* _Supplied data_:
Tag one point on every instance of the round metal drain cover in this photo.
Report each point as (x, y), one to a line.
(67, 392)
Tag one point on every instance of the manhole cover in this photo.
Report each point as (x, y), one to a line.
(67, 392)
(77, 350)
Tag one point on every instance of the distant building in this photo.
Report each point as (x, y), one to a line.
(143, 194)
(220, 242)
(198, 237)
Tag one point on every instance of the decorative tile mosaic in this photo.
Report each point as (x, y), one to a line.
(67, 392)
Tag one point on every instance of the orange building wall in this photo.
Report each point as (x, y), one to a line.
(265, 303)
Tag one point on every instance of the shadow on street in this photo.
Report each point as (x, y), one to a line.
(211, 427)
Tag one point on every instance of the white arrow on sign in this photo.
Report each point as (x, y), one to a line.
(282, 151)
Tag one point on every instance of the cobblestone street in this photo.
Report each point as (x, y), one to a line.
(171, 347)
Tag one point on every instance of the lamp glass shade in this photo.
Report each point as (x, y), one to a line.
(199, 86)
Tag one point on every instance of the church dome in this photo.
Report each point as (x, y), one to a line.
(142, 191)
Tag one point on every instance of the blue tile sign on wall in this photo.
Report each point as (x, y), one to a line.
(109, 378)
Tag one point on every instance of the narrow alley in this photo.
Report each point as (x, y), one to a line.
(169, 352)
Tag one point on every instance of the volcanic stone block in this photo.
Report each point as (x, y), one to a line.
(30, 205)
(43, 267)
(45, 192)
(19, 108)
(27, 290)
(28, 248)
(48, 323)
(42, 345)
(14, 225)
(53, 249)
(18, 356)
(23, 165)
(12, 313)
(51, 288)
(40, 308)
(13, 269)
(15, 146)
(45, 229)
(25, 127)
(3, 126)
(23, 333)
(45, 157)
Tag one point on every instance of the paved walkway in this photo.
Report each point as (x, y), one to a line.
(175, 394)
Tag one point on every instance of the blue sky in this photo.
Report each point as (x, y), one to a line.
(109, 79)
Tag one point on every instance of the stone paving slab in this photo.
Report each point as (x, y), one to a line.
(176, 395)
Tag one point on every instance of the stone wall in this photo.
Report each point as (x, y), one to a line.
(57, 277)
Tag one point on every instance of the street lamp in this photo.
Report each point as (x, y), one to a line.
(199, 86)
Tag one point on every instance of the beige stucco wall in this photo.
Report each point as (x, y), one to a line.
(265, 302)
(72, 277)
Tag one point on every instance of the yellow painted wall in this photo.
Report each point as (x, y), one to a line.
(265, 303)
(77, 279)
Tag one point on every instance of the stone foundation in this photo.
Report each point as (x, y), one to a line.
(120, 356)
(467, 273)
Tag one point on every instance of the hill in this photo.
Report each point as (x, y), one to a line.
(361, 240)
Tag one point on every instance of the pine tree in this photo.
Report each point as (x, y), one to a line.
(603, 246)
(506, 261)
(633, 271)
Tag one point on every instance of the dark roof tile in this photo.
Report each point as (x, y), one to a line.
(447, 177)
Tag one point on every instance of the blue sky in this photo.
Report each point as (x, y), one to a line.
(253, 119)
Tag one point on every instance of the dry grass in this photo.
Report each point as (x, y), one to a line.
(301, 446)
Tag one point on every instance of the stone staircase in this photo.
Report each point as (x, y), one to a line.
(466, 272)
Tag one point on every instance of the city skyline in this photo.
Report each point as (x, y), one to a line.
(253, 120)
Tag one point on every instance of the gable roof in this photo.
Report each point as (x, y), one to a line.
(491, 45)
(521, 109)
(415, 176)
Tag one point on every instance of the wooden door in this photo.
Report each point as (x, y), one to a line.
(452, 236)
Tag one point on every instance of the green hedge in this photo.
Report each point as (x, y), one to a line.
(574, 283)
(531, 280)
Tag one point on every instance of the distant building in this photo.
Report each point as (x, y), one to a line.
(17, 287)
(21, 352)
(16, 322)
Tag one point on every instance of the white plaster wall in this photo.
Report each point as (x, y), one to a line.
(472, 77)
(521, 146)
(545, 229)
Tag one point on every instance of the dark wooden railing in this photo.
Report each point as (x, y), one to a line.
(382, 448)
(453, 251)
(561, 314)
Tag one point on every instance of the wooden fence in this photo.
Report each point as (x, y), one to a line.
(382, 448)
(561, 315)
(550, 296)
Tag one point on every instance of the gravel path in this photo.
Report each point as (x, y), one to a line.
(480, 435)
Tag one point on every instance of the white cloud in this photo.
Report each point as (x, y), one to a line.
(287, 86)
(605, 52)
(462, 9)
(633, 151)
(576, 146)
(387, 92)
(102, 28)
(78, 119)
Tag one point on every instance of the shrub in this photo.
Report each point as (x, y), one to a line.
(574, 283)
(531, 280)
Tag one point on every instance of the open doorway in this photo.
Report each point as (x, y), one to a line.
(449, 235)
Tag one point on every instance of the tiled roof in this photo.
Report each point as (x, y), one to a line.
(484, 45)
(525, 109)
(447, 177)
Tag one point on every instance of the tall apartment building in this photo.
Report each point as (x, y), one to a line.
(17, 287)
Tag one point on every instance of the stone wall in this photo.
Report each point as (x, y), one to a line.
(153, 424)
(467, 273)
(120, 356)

* _Task goal_:
Line by line, the data should be returned exactly as written.

* _Solution to this exercise_:
Tag one point on every instance of the round metal drain cover in this photo.
Report each point as (x, y), one to a line.
(67, 392)
Tag one point on every instance of the manhole cover in this photo.
Report each point as (x, y), one to a line.
(67, 392)
(77, 350)
Tag one point on every instance of the distant building in this photo.
Report each point as (x, y), one to a line.
(143, 194)
(220, 242)
(198, 237)
Tag one point on every instance of the decorative tile mosaic in this photo.
Report each point as (x, y), one to a line.
(67, 392)
Tag one point on every instance of the orange building wall in this photo.
Report each point as (x, y), one to a line.
(265, 303)
Tag one point on every instance of the shadow on street in this photo.
Report each point as (x, y), one to a line.
(211, 427)
Tag one point on every instance of the white arrow on sign in this photo.
Report each point as (x, y), one to a line.
(282, 151)
Tag one point on every instance of the cobblestone street in this photo.
Report each point as (x, y), one to a line.
(171, 347)
Tag one point on every instance of the lamp glass shade in this photo.
Report each point as (x, y), one to a line.
(199, 86)
Tag one point on every instance of the church dome in this photo.
Report each point as (x, y), one to a line.
(142, 191)
Tag one point on every instance of the blue tile sign on wall in this photo.
Report each point as (x, y), one to a line.
(109, 378)
Tag one point on every instance of the narrow alley in this photo.
Report each point as (x, y), one to a line.
(169, 352)
Tag one point on every instance of the volcanic stone block in this photo.
Report each point as (x, y), one to a line.
(30, 205)
(43, 267)
(45, 192)
(19, 108)
(27, 290)
(28, 248)
(48, 323)
(42, 345)
(14, 225)
(53, 249)
(18, 356)
(23, 165)
(12, 313)
(51, 288)
(40, 308)
(13, 269)
(15, 146)
(45, 229)
(25, 127)
(3, 126)
(23, 333)
(45, 157)
Tag one point on every instance of the paved walkway in this photo.
Report each point as (x, y), one to a line.
(175, 394)
Tag one point on every instance of the blue sky in this photo.
Report each point as (x, y), one to a line.
(109, 79)
Tag one point on every instance of the stone paving slab in this photo.
Report each point as (x, y), one to a line.
(176, 395)
Tag one point on every instance of the stone wall in this photo.
Report each point as (x, y), one to a line.
(57, 277)
Tag one point on every instance of the street lamp in this photo.
Report each point as (x, y), one to a line.
(199, 86)
Tag one point on every instance of the beige stucco wall in this photo.
Report each point as (x, y), one to a line.
(265, 302)
(72, 277)
Tag one point on every instance of the yellow painted wall in this photo.
Report each point as (x, y), one to a line.
(265, 303)
(77, 279)
Tag one point on every instance of the stone foundation in this photo.
Report each point as (x, y), one to a line.
(120, 356)
(467, 273)
Tag one point on every instance of the hill in this photo.
Report each point as (x, y), one to a line.
(361, 240)
Tag one point on every instance of the pine tree in this photo.
Report each point as (x, y), one to a line.
(603, 246)
(506, 261)
(633, 271)
Tag one point on every instance of the dark roof tile in this photo.
Report each point as (x, y), one to a line.
(447, 177)
Tag one point on every instance of the blue sky in this photo.
Report each point as (x, y), one to a line.
(253, 119)
Tag one point on every instance of the dry grass in this photo.
Report each point as (x, y), one to a line.
(301, 446)
Tag one point on every instance of the stone staircase in this photo.
Report each point as (x, y), one to a line.
(466, 272)
Tag one point on every instance of the city skyline in this photo.
Report each point as (x, y), one to a line.
(253, 120)
Tag one point on every instance of the gable roof in this photo.
Report each point as (x, y), one to a line.
(491, 45)
(521, 109)
(415, 176)
Tag one point on every instance of the wooden door in this photo.
Report each point as (x, y), one to a line.
(452, 236)
Tag one point on every instance of the green hedge in this photo.
Report each point as (x, y), one to a line.
(574, 283)
(531, 280)
Tag one point on every instance of the distant building in this photo.
Report each point as (x, y), one to a line.
(17, 287)
(21, 352)
(16, 322)
Tag one point on every instance of the white plaster wall in this photo.
Report each point as (x, y), one to a line.
(472, 77)
(521, 146)
(545, 229)
Tag one point on every instance of the dark wooden railing in this photo.
Report each point as (x, y), one to a line.
(382, 448)
(453, 251)
(561, 314)
Tag one point on every instance of the wooden fence in this photo.
Report each point as (x, y), one to a line.
(382, 448)
(561, 315)
(550, 296)
Tag one point on every instance of the gravel path in this photo.
Report each point as (x, y), one to a line.
(480, 435)
Tag one point on every instance of the white cloud in this photo.
Report each point as (x, y), one to a line.
(287, 86)
(605, 52)
(462, 9)
(633, 151)
(576, 146)
(387, 92)
(102, 28)
(78, 119)
Tag one point on every instance of the shrub in this photo.
Report each point as (x, y), one to a line.
(574, 283)
(531, 280)
Tag one point on every instance of the open doorway in this photo.
Report each point as (x, y), one to a line.
(449, 235)
Tag one point on every instance of the tiled roof in this photo.
Report each point as (x, y), one to a line.
(484, 45)
(525, 109)
(447, 177)
Tag one point on every instance of the tall apartment building in this photo.
Report each point as (x, y), one to a line.
(17, 287)
Tag one point on every instance of the stone wall in this photo.
Report each point as (x, y), one to a line.
(153, 424)
(467, 273)
(120, 356)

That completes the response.